TO DO |
a) Please translate this sentence from the gelatin lab into Spanish: "The students like the application of biochemistry to something they eat."
b) Continue the gelatin lab, starting after its last sentence.

··· PASSAGE TO READ

6. Place all four test tubes into the ice water bath.

7. Every few minutes check to see if the gelatin is setting in the tubes. When test tube#4 has gelled firmly you can remove all the tubes and compare the consistencies

8. Record you observations in the table below.

TUBE CONTENTS RESULTS

1. Gelatin and Fresh Pineapple

2. Gelatin and Canned Pineapple

3. Gelatin and Frozen

4. Gelatin


DISCUSSION QUESTIONS:

1. Why did test tube #4 contain only gelatin?

2. What could account for the different results in the tubes?

3. How could the canning process change bromelin?

4. What could you do to fresh pineapple that would allow the salad to gel?

5. Design an experiment to find a temperature at which a meat tenderizer works the best?


NOTES TO THE TEACHER:
We usually do this lab when we are discussing digestive enzymes and temperature dependence of enzymes. The students like the application of biochemistry to something they eat.

Here are some suggestions that have helped make the lab more smoothly.

······
··· INPUT DATA

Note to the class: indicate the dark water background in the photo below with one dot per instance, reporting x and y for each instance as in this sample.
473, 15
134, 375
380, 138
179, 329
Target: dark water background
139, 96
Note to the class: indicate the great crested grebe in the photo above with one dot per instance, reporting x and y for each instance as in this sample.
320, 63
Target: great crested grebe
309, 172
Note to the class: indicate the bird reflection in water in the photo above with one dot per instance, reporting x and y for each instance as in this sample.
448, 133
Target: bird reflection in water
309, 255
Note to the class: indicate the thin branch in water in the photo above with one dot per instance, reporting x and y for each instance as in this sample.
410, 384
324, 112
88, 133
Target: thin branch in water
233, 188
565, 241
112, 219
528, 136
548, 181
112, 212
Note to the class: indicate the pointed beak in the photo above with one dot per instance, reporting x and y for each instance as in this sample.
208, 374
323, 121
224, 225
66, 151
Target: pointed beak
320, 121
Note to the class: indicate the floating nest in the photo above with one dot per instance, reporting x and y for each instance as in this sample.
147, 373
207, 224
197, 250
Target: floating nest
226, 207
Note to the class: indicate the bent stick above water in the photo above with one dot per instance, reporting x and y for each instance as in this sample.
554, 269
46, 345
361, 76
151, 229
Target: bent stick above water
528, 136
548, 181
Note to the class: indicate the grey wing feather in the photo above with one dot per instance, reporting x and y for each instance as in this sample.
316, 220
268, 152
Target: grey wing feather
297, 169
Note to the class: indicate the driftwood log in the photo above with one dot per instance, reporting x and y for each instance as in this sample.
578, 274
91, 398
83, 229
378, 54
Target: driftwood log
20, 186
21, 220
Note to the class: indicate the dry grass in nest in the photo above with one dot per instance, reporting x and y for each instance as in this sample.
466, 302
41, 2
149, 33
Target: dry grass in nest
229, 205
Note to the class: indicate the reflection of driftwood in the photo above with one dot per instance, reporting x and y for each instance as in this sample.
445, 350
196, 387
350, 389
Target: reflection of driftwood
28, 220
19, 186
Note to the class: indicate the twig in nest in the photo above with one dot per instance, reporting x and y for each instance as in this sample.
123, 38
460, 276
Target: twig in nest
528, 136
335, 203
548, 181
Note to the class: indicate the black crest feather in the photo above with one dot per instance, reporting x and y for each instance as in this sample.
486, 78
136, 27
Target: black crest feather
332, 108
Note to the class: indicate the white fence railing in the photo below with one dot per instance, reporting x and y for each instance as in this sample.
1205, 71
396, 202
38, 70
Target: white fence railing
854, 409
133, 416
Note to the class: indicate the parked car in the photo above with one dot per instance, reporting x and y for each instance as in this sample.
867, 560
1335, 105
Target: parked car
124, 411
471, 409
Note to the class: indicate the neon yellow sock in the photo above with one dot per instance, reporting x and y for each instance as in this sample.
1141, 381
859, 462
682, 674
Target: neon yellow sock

······

ANSWERS PROVIDED |
a) A los estudiantes les gusta la aplicación de la bioquímica a algo que comen.

b)
Preparing the gelatin: Stir two envelopes of KNOX unflavored gelatin into 800 ml of hot water. This should be plenty for three classes. Store it in a warm water bath when the students are using it so it will pour easily.

Remind the students to rinse of the razor blade between types of pineapple. Clean up is easier if they cut the fruit on paper plates.

Canned Pineapple: Use the chunky style.

Fresh Pineapple: You will probably have to buy a whole pineapple and most of it will be left after the labs. You and the students might enjoy eating it.

Ice baths made in beakers or cans will eliminate too much movement through the room.

The name of the digestive enzyme you were working with is bromelin. It is named after the group of plants to which the pineapple belongs - the Bromeliads.